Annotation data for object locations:

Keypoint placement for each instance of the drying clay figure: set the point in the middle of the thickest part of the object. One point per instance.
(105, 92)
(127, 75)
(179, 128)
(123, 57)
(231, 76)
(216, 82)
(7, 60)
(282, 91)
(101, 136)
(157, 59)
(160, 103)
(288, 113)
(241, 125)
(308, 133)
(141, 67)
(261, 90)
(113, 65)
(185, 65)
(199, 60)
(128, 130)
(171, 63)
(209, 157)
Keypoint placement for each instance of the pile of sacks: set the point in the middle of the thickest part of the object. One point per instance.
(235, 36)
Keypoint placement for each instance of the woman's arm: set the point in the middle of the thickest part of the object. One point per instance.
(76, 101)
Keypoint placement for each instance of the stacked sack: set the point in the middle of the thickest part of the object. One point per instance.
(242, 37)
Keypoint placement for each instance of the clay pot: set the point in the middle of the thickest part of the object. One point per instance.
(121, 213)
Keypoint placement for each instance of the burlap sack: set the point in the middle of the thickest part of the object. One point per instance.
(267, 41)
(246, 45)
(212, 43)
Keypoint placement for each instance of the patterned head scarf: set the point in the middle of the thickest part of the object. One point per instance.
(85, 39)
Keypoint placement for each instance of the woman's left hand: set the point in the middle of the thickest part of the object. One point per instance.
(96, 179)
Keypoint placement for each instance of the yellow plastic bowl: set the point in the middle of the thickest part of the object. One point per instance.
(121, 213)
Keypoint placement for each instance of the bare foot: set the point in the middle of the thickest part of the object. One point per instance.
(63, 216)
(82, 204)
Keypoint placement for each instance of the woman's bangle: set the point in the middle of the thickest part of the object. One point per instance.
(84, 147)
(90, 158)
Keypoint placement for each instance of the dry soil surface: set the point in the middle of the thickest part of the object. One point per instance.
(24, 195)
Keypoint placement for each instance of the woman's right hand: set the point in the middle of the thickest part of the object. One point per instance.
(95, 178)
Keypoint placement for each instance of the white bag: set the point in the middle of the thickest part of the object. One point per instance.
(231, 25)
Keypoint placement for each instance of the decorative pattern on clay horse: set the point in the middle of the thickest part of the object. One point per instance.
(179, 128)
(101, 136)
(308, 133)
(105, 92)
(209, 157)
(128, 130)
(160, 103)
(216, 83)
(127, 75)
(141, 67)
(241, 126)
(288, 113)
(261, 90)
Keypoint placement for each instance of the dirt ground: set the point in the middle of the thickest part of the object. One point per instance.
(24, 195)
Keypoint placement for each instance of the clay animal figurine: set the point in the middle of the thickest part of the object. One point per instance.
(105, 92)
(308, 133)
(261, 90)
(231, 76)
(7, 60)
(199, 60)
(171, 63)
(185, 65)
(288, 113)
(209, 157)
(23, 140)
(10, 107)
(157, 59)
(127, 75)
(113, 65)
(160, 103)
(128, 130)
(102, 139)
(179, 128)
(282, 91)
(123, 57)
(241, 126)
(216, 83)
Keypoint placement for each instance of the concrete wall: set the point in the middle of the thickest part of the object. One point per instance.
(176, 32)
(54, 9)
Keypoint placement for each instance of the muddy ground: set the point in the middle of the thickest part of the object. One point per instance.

* * *

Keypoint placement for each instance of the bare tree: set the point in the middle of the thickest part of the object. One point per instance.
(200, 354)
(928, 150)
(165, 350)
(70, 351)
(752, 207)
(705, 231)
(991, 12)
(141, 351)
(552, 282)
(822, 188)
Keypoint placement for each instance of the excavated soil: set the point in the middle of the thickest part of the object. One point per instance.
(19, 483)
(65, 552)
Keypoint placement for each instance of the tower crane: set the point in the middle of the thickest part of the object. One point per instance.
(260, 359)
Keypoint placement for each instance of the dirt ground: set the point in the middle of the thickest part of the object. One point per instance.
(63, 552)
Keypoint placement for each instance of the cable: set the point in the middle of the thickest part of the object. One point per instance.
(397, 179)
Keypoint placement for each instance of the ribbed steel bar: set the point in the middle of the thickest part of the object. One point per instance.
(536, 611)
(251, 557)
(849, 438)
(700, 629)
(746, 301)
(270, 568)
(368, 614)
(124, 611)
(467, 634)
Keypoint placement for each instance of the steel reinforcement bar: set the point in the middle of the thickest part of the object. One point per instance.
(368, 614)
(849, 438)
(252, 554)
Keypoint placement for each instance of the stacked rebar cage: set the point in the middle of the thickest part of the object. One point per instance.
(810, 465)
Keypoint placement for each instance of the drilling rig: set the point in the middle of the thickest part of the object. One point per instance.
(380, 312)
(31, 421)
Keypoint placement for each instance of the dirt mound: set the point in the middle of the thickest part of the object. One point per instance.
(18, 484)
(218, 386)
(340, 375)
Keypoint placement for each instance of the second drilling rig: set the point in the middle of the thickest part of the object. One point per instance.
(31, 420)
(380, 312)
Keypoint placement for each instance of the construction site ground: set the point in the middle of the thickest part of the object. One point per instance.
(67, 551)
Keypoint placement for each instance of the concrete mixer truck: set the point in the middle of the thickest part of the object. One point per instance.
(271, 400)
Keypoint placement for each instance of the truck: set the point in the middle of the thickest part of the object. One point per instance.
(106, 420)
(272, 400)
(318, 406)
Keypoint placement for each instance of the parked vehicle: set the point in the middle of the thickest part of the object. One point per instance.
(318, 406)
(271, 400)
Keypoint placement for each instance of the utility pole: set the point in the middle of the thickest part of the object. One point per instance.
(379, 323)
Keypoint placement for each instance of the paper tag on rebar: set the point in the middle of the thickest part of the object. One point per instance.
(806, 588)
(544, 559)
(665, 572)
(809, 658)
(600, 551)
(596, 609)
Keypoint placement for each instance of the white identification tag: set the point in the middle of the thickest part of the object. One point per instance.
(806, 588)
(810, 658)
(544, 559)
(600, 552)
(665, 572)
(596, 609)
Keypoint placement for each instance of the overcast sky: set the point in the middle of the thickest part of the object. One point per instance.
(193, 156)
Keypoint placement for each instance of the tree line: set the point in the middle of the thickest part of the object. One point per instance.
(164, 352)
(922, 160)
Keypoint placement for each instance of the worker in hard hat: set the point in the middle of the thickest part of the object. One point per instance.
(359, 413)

---

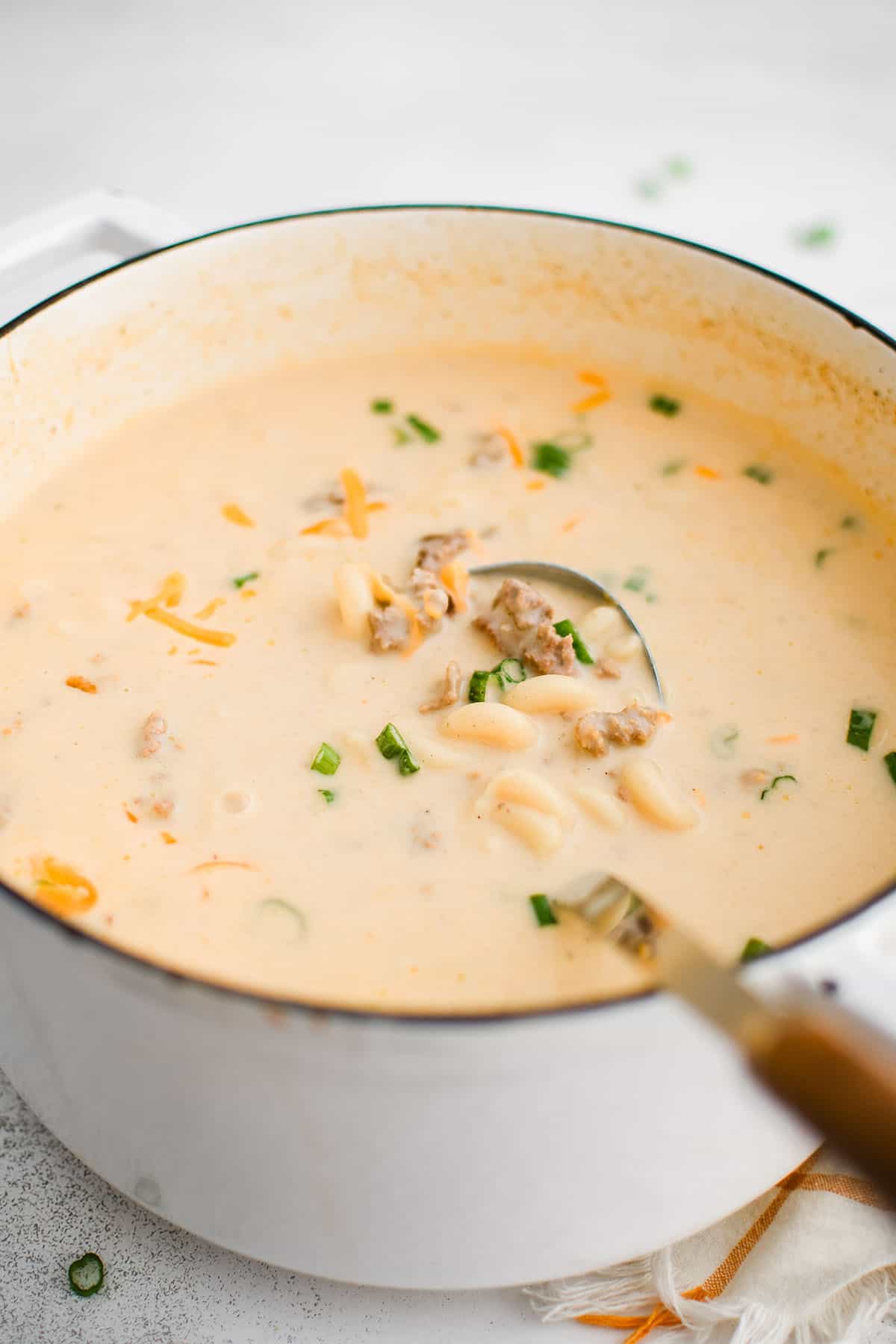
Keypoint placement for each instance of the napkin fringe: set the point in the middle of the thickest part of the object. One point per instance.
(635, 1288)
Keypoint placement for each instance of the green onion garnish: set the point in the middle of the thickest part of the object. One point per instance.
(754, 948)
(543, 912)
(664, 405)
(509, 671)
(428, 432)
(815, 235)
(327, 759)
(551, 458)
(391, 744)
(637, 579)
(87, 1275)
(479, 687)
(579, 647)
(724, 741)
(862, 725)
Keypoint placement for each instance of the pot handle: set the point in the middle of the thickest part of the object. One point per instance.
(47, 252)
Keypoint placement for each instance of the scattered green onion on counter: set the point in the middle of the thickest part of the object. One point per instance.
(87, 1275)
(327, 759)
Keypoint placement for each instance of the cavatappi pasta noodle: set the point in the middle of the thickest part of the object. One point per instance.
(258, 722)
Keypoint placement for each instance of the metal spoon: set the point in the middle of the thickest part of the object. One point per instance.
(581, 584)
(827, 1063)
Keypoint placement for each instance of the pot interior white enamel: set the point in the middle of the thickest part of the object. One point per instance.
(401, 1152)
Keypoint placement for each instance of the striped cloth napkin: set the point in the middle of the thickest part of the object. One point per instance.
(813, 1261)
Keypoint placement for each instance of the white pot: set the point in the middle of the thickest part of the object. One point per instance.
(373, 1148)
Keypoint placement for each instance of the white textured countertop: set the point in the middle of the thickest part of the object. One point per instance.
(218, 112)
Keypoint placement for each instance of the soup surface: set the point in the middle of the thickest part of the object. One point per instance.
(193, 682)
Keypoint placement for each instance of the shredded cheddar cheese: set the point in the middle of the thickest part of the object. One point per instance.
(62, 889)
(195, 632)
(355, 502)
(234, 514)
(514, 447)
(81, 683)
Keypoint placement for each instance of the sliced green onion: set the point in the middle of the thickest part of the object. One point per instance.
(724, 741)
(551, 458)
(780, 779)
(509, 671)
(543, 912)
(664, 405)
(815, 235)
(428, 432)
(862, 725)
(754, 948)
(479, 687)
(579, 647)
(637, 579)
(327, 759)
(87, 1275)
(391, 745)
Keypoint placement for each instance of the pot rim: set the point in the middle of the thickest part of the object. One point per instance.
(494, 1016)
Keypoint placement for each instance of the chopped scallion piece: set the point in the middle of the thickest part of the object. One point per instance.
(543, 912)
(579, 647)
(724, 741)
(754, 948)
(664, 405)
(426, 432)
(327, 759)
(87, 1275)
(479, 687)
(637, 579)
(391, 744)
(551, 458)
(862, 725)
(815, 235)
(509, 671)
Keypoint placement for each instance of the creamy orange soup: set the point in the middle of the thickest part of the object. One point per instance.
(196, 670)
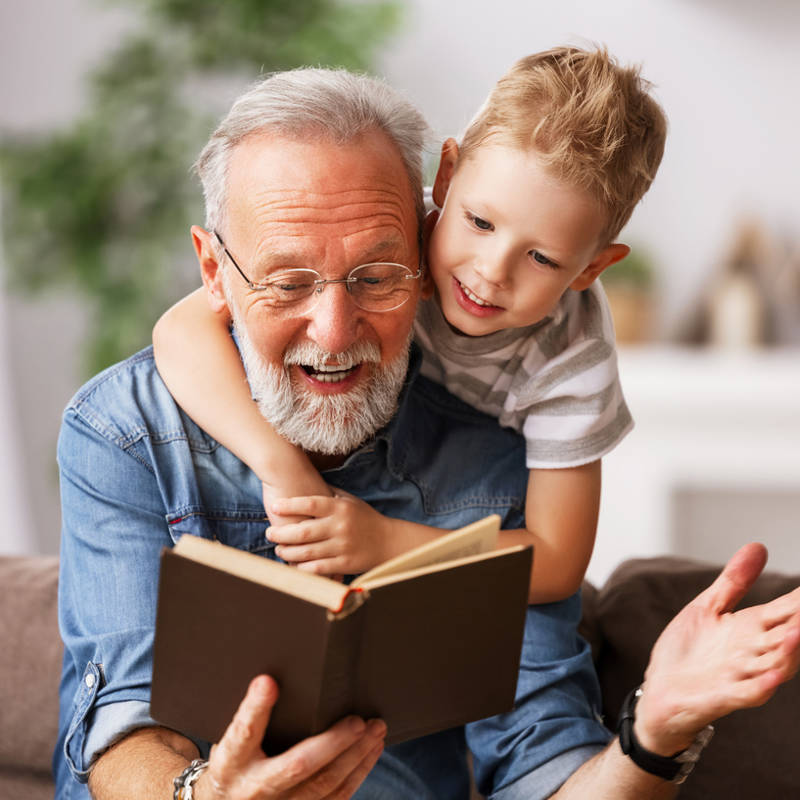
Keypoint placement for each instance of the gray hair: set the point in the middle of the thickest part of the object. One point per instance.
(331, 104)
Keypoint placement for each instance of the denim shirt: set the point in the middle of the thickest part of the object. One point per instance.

■ Your goal
Quote the stretch of lines from the one containing "Keypoint placement for each instance of the pot interior" through the one containing "(401, 1152)", including both.

■ Complete response
Keypoint placement for each instance of the pot interior white enamel: set the point in the middle of the thickest part of the object. One point per instance.
(401, 1152)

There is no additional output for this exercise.